_Extracted text_.
********
No Lindsay Lohan, but the QE2 proves to be the star of its own NYE party

For all the racket about LiLo and Pamela Anderson, both supposedly 'confirmed' for the event aboard the famous ocean liner, star spotters were instead left with a few, let's just say less-established names.

It's a dangerous game brandishing the power of "celebrity appearances" to help promote your party, as the organisers of the New Year's Eve bash on the QE2, Global Events Management, can no doubt confirm. For all the racket about Lindsay Lohan and Pamela Anderson, both supposedly "confirmed" for the exclusive black-tie event aboard the famous ocean liner that has been docked in Dubai's Port Rashid for the past three years, star spotters were instead left with a few, let's just say less-established names from the international famous list.

Among the confirmed sightings on Saturday night were singer Nadine Coyle (of Girls Aloud and, of late, a less-than-enthusiastic solo career), actor Liam Cunningham (recently seen in 3D swords-and-sandals fest Clash of the Titans), Vanessa Feltz (broadcaster and, according to a 2003 list, "93rd Worst Briton") and, er, Lady Victoria Hervey, a name that might whirr up the memory banks of only those who were partial to British reality shows in the mid-noughties. Rumours of Shah Rukh Khan's waltz down the increasingly unnecessary red carpet came to nothing and British cricketer Allan Lamb could well have been there, but he's hardly a face most are likely instantly to recognise.
********
Stored data:
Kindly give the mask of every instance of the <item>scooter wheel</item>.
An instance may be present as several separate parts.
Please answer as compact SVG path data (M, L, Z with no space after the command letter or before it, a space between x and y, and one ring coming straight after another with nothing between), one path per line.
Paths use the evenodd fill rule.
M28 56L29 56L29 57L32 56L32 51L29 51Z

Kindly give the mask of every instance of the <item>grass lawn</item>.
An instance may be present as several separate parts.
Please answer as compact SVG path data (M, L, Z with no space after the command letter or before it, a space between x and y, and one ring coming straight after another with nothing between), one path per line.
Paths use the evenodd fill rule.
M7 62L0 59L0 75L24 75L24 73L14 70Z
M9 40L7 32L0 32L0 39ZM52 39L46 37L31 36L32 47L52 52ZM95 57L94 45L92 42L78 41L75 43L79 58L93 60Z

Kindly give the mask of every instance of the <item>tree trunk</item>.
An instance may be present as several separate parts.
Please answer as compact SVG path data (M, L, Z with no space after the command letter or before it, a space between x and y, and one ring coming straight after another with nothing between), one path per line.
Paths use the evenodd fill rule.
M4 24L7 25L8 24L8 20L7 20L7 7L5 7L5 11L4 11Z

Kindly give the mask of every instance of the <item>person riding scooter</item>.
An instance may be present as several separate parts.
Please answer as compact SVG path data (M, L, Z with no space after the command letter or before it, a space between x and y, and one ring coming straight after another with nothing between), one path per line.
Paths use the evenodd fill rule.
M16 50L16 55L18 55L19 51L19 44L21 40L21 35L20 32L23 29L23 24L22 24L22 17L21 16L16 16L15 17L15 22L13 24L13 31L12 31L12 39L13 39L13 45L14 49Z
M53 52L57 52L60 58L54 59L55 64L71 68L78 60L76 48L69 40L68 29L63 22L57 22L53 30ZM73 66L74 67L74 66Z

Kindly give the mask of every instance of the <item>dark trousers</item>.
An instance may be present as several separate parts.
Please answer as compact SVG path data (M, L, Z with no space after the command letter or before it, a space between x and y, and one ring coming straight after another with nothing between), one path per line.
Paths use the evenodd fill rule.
********
_Exercise details_. Decide whether each of these statements agrees with the article on the QE2 New Year's Eve party, answering yes or no and quoting the words of the article that settle it: (a) The QE2 had been docked in Dubai's Port Rashid for the past three years. (b) Shah Rukh Khan was seen walking the red carpet at the event. (c) Global Events Management organized the New Year's Eve event on the QE2. Rely solely on the text when completing the work that comes after.

_Expected answer_.
(a) Yes: "docked in Dubai's Port Rashid for the past three years"
(b) No: "Rumours of Shah Rukh Khan's waltz down the increasingly unnecessary red carpet came to nothing"
(c) Yes: "the organisers of the New Year's Eve bash on the QE2, Global Events Management"